## Written problem 1
Condense the paragraph beginning "A package is dropped" in the physics problems below into a short bulleted list that keeps its main facts.

## BEGIN Extract provided

A package is dropped on a horizontal conveyor belt. The mass of the package is \(m,\) the speed of the conveyor belt is \(v\), and the coefficient of kinetic friction between the package and the belt is \(\mu_{\mathrm{k}}\) a) How long does it take for the package to stop sliding on the belt? b) What is the package's displacement during this time? c) What is the energy dissipated by friction? d) What is the total work supplied by the system?

A block of mass \(5.0 \mathrm{~kg}\) slides without friction at a speed of \(8.0 \mathrm{~m} / \mathrm{s}\) on a horizontal table surface until it strikes and sticks to a mass of \(4.0 \mathrm{~kg}\) attached to a horizontal spring (with spring constant of \(k=2000.0 \mathrm{~N} / \mathrm{m}\) ), which in turn is attached to a wall. How far is the spring compressed before the masses come to rest? a) \(0.40 \mathrm{~m}\) b) \(0.54 \mathrm{~m}\) c) \(0.30 \mathrm{~m}\) d) \(0.020 \mathrm{~m}\) e) \(0.67 \mathrm{~m}\)

## END Extract provided

## Written problem 2
Locate each line in the records below that contains the word "blue" and copy it. Treat uppercase and lowercase letters as different.

## BEGIN Given data

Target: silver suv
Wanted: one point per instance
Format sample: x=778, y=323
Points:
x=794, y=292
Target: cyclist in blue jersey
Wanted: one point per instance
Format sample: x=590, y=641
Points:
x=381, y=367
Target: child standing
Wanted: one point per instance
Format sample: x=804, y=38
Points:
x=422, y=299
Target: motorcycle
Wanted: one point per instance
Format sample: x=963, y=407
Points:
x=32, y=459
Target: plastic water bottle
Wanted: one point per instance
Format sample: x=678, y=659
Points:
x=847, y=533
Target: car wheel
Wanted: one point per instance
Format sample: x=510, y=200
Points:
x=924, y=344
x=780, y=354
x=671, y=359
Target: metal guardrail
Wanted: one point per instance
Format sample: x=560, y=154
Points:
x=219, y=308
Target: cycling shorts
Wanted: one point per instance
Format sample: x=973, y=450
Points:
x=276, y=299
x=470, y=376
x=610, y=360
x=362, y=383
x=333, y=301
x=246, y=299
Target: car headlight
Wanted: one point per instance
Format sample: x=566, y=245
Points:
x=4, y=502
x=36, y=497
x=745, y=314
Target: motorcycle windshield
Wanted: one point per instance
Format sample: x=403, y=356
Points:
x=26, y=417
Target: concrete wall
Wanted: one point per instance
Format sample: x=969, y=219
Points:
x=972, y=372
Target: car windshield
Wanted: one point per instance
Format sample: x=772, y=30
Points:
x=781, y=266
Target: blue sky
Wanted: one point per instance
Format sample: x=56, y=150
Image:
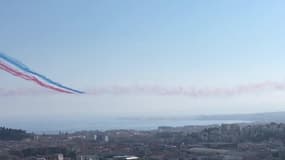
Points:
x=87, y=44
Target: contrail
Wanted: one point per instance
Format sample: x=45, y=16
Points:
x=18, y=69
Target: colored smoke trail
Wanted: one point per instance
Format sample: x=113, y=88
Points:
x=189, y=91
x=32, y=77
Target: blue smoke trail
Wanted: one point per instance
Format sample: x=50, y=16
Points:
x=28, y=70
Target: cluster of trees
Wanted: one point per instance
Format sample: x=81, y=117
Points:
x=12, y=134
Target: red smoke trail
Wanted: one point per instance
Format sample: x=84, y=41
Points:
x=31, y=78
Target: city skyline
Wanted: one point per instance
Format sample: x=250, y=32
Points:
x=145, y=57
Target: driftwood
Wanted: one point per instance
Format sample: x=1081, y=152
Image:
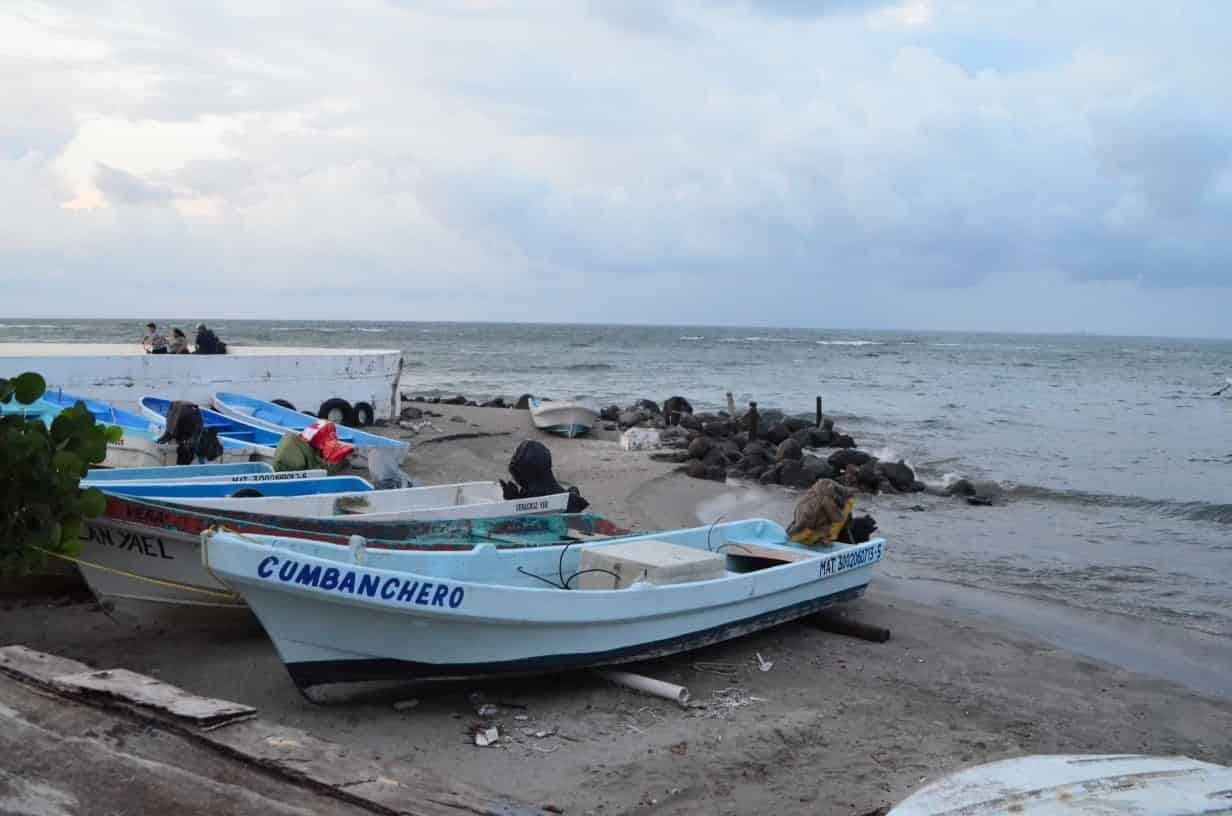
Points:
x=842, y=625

## END Given data
## BEGIN Given data

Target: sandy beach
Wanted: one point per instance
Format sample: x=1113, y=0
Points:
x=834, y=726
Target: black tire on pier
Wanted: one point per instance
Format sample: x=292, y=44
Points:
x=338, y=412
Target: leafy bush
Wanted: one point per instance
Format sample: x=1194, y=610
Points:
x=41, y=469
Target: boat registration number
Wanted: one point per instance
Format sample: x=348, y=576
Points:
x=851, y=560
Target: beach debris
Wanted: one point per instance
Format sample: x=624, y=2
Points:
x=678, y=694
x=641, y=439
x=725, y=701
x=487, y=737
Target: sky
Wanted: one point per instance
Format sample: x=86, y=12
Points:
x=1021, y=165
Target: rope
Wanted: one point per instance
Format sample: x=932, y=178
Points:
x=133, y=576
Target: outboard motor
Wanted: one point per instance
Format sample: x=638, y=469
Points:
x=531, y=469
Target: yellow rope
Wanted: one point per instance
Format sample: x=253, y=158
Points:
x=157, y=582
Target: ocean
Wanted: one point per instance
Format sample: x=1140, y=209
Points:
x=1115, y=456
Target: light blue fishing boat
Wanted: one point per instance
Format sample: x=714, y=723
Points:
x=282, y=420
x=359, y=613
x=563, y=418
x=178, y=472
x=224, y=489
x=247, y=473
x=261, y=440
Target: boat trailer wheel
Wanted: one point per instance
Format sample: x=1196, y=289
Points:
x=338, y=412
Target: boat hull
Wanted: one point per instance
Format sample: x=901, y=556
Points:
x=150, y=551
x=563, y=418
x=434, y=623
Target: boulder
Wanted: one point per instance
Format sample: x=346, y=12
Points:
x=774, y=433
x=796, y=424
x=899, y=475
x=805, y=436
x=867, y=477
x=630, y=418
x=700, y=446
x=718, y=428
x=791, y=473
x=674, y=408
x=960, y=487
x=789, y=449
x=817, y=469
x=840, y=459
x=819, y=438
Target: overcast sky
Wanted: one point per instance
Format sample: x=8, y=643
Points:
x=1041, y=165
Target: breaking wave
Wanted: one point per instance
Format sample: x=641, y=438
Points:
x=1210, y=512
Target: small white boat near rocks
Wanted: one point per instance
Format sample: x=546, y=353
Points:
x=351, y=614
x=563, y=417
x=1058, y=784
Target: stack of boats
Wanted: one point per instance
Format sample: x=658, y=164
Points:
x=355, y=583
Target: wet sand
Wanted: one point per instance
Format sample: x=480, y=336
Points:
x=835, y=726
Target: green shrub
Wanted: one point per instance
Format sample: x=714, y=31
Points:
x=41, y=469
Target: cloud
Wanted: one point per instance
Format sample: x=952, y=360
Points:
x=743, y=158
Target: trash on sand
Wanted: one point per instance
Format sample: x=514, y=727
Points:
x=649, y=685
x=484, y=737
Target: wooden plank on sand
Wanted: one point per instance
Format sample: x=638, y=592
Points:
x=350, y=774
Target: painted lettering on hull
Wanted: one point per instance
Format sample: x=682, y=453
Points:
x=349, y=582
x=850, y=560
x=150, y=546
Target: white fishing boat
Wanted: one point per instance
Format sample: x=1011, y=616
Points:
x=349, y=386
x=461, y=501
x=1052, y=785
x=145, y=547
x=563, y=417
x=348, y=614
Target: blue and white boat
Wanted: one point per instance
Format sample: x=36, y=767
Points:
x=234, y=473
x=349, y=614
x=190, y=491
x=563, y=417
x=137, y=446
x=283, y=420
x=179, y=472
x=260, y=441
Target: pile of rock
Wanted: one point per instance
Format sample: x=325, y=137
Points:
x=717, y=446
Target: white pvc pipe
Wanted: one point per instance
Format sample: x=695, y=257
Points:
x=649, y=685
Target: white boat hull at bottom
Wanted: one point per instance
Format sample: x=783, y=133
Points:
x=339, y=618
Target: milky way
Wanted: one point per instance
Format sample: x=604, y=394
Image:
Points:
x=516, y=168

## END Given data
## BEGIN Given data

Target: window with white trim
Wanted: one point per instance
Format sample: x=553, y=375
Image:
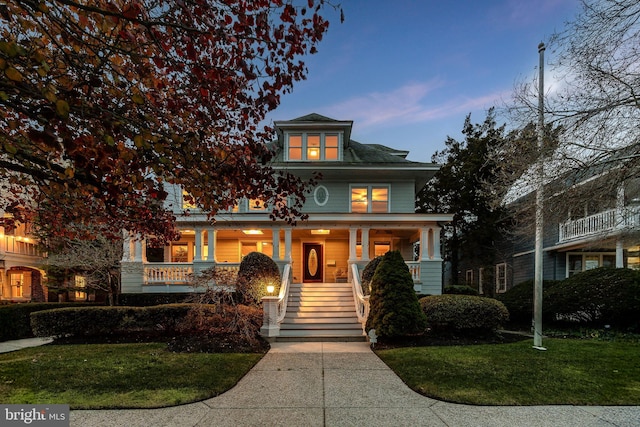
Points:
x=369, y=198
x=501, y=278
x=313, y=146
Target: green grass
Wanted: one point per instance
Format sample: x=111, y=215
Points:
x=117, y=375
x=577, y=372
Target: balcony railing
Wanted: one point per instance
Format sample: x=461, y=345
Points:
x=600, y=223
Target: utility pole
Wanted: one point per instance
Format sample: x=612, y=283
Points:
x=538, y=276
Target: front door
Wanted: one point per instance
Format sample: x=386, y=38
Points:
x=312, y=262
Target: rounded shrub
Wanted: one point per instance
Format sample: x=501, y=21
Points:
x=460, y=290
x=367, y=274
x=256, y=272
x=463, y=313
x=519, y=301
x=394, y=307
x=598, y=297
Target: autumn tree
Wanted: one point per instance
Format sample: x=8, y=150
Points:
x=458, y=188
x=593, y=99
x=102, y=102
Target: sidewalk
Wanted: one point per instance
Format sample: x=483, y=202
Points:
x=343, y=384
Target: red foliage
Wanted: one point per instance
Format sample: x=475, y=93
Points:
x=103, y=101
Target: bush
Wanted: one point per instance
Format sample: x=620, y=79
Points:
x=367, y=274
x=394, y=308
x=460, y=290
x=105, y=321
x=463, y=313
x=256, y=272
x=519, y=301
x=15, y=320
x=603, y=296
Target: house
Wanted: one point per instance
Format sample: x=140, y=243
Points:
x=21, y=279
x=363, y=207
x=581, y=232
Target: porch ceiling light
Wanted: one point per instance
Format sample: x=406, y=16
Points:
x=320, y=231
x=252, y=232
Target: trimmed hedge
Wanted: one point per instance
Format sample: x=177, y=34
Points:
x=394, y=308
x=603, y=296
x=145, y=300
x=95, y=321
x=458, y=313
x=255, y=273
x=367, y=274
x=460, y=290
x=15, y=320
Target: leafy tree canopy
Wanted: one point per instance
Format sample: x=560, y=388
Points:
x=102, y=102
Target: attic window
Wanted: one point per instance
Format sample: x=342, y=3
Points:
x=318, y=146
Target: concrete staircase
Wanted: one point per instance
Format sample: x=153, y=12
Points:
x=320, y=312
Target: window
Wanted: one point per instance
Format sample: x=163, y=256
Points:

## END Given data

## Task output 1
- A package is dropped onto a horizontal conveyor belt.
- Given: the package's mass m, the belt's speed v, and the coefficient of kinetic friction μk between package and belt.
- To find: (a) how long the package takes to stop sliding on the belt, (b) the package's displacement during that time, (c) the energy dissipated by friction, and (d) the total work supplied by the system.

## Task output 2
Target: cyclist in blue jersey
Target: blue sky
Target: blue smoke trail
Target: light blue fishing boat
Target: blue and white boat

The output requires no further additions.